■ Task details
Show each line from the items below that contains the word "field".

■ Location identification entries
--- Start ---

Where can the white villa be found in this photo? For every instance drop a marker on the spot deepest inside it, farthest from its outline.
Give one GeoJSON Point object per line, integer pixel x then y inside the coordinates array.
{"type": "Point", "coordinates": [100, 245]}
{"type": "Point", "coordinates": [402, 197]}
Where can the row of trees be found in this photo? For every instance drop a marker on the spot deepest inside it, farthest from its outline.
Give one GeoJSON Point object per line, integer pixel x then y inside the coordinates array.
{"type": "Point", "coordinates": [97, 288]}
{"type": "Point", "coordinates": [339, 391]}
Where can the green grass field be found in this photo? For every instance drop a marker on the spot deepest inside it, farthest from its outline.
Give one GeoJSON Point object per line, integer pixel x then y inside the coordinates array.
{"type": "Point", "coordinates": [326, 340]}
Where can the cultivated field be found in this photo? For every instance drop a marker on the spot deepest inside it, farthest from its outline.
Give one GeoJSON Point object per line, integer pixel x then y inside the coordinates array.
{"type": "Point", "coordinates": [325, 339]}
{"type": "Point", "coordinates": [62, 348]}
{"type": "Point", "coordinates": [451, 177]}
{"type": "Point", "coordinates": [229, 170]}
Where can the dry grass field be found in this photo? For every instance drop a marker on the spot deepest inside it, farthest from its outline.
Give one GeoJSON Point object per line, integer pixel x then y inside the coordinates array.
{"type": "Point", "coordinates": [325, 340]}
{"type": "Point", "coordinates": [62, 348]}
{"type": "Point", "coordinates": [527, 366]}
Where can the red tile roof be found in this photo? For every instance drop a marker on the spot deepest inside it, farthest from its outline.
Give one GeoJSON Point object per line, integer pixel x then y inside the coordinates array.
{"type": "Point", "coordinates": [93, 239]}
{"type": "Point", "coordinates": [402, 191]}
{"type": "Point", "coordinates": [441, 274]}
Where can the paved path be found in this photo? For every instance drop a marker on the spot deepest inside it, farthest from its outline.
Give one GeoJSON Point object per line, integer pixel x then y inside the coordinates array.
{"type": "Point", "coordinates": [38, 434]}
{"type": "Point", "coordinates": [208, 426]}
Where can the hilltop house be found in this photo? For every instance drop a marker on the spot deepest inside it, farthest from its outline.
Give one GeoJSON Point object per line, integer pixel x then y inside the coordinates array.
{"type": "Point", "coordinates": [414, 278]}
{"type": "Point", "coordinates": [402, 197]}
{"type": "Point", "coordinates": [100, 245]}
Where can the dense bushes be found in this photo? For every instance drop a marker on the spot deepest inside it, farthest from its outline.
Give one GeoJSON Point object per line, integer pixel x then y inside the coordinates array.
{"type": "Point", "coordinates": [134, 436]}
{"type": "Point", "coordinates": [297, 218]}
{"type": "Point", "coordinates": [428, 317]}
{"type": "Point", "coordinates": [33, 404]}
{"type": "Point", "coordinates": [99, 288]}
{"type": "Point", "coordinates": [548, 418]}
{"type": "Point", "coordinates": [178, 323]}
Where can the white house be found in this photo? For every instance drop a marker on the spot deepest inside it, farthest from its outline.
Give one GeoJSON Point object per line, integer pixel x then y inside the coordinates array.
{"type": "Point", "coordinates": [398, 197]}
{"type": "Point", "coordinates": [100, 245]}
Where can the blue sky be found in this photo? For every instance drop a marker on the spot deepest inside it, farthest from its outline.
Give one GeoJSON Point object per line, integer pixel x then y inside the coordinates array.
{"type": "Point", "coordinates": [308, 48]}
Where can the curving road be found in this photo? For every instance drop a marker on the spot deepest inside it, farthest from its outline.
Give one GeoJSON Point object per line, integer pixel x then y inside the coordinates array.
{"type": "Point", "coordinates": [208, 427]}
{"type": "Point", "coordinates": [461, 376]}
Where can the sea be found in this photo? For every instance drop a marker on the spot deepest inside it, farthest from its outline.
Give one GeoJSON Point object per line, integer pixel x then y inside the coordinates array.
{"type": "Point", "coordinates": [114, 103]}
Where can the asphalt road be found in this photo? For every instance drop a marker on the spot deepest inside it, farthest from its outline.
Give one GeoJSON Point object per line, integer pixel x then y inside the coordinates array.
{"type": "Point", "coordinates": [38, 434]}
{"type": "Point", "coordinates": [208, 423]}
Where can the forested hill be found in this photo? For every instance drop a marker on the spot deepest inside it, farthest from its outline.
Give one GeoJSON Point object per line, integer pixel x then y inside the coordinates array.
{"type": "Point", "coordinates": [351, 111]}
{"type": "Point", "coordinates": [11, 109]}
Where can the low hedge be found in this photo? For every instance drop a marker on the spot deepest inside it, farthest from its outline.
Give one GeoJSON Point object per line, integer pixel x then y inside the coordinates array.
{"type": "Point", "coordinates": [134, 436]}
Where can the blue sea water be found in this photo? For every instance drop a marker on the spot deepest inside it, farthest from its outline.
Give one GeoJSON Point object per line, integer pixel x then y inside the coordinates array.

--- End ---
--- Start ---

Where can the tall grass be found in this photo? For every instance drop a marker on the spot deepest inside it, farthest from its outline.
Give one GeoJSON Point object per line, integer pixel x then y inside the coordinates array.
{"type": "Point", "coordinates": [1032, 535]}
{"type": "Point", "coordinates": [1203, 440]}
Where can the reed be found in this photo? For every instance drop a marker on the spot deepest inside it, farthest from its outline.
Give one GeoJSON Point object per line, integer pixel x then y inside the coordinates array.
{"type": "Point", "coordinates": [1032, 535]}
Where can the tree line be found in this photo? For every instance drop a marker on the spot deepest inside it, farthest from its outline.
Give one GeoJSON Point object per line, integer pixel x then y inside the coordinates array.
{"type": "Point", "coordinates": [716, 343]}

--- End ---

■ Output of the exercise
Where can the green grass field be found in this photo? For every instance drop a marker on the spot deepest inside it, farthest from its outline.
Where can the cultivated field be found in this photo? For every instance drop a marker on the spot deepest inside it, farthest from its outline.
Where can the dry grass field be found in this photo? For every instance drop a marker on the spot deepest inside it, farthest from its outline.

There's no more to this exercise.